Report how many lines in the records below contain the string "wall", treating uppercase and lowercase as different. Give the number alone.
-- Begin Dataset extract --
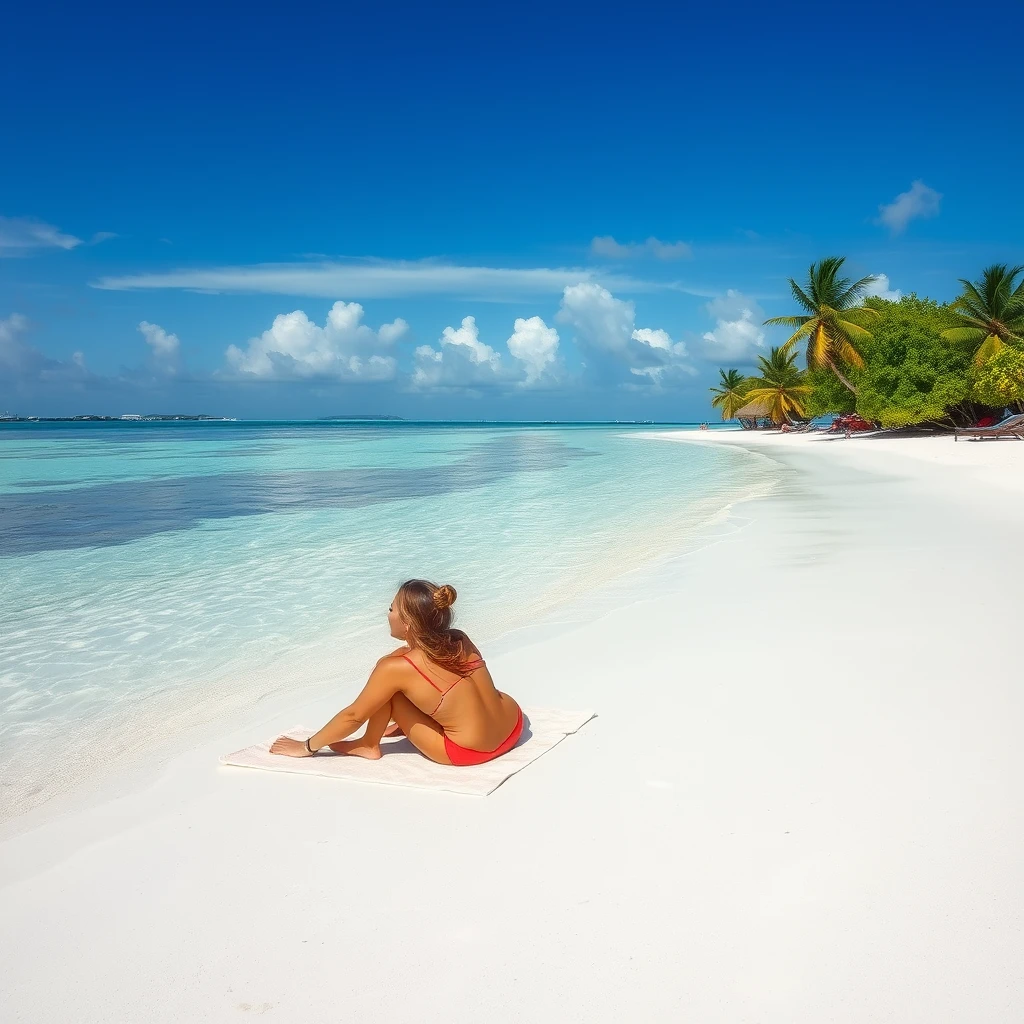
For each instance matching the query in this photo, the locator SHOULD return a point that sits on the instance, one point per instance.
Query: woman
(435, 688)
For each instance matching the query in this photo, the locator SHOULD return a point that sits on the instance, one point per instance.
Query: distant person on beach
(435, 688)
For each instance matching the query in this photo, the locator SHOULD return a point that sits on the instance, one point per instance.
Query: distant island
(129, 417)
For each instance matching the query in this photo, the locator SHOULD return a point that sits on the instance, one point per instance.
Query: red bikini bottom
(463, 756)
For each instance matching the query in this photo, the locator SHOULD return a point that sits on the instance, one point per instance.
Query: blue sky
(473, 211)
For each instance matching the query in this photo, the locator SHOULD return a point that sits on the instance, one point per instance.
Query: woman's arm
(381, 686)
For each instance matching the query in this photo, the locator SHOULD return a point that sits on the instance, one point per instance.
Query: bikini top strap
(422, 673)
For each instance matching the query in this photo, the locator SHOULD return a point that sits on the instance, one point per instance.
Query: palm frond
(855, 292)
(787, 321)
(992, 344)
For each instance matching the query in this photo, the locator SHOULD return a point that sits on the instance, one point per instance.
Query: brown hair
(427, 611)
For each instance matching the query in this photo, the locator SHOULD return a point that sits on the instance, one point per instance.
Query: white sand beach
(800, 802)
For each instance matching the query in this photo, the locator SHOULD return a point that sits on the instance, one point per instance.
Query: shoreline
(304, 674)
(797, 802)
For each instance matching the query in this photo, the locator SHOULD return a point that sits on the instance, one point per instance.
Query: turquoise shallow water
(161, 576)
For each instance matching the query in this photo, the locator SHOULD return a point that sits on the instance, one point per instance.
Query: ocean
(159, 577)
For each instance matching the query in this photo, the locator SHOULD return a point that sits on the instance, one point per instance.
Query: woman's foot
(357, 748)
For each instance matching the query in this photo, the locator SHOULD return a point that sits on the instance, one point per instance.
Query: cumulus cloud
(737, 333)
(296, 348)
(379, 279)
(463, 360)
(606, 333)
(607, 247)
(23, 236)
(880, 288)
(536, 346)
(920, 203)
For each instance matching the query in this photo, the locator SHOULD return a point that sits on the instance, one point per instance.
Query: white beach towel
(403, 765)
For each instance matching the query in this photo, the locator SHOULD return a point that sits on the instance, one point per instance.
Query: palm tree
(830, 301)
(991, 311)
(730, 394)
(782, 386)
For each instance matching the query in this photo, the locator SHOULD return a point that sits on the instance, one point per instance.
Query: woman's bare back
(469, 708)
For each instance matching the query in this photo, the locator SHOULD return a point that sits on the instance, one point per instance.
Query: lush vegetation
(730, 395)
(897, 364)
(832, 308)
(780, 387)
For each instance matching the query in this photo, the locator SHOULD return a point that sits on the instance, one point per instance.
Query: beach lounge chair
(1012, 426)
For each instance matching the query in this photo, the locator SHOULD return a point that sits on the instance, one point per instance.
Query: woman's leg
(369, 744)
(423, 732)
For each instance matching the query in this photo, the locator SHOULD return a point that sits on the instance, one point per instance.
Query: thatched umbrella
(752, 412)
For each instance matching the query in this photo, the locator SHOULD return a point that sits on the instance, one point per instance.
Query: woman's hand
(290, 748)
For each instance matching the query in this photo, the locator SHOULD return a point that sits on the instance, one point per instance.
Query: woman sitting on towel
(435, 688)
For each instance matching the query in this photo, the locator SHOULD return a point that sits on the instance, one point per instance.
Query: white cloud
(606, 333)
(921, 202)
(603, 324)
(164, 345)
(462, 361)
(880, 288)
(296, 348)
(20, 236)
(535, 345)
(737, 331)
(380, 279)
(606, 246)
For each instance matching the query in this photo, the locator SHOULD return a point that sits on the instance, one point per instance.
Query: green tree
(911, 375)
(780, 385)
(990, 312)
(1000, 381)
(730, 393)
(833, 306)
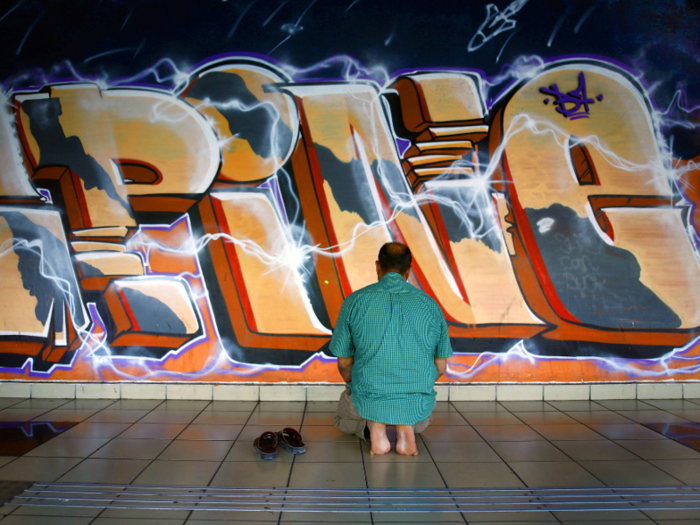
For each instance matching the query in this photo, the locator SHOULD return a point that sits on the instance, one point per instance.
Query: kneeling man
(392, 344)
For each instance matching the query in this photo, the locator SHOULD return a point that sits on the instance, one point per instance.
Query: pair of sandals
(266, 444)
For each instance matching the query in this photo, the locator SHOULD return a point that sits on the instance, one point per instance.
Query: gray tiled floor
(468, 445)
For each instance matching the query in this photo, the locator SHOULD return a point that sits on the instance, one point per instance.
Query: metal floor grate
(358, 500)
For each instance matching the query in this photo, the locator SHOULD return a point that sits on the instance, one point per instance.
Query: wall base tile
(282, 393)
(143, 391)
(193, 391)
(54, 390)
(567, 392)
(519, 393)
(442, 393)
(472, 392)
(98, 390)
(324, 392)
(15, 389)
(659, 391)
(236, 392)
(691, 390)
(614, 391)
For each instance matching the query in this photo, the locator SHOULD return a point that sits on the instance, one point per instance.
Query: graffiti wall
(197, 206)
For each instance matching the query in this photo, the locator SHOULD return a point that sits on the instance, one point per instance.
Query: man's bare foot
(380, 443)
(406, 442)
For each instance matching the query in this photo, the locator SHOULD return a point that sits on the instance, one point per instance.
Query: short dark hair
(395, 257)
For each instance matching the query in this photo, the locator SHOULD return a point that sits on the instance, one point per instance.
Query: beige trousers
(347, 419)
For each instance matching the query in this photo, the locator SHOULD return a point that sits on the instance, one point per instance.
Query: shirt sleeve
(341, 342)
(444, 348)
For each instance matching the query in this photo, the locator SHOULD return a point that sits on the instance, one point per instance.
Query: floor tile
(603, 418)
(478, 406)
(196, 450)
(96, 430)
(627, 431)
(566, 432)
(283, 419)
(253, 474)
(545, 418)
(117, 416)
(37, 469)
(628, 473)
(479, 475)
(331, 452)
(172, 417)
(402, 474)
(686, 470)
(65, 447)
(21, 414)
(330, 406)
(594, 450)
(281, 406)
(528, 406)
(577, 406)
(508, 433)
(392, 457)
(463, 452)
(652, 416)
(557, 474)
(327, 475)
(232, 406)
(183, 405)
(690, 415)
(132, 449)
(450, 433)
(325, 433)
(171, 473)
(211, 432)
(625, 404)
(87, 404)
(529, 451)
(67, 415)
(658, 449)
(244, 451)
(92, 470)
(672, 404)
(152, 431)
(318, 418)
(136, 404)
(491, 418)
(448, 419)
(220, 417)
(47, 404)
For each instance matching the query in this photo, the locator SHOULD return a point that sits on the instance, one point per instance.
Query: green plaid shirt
(395, 332)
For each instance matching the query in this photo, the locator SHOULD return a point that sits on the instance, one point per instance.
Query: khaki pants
(347, 419)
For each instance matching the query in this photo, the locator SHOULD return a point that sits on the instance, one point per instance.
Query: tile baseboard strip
(331, 392)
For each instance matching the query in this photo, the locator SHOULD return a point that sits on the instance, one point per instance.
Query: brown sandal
(266, 445)
(291, 440)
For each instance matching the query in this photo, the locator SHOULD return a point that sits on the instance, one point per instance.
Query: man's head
(394, 257)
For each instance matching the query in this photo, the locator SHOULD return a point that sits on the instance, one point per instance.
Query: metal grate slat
(359, 500)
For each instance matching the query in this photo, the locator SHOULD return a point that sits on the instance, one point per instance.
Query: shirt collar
(392, 280)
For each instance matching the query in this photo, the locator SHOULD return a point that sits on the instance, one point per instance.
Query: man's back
(394, 332)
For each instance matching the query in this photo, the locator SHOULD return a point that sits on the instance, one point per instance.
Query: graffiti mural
-- End Dataset extract --
Answer
2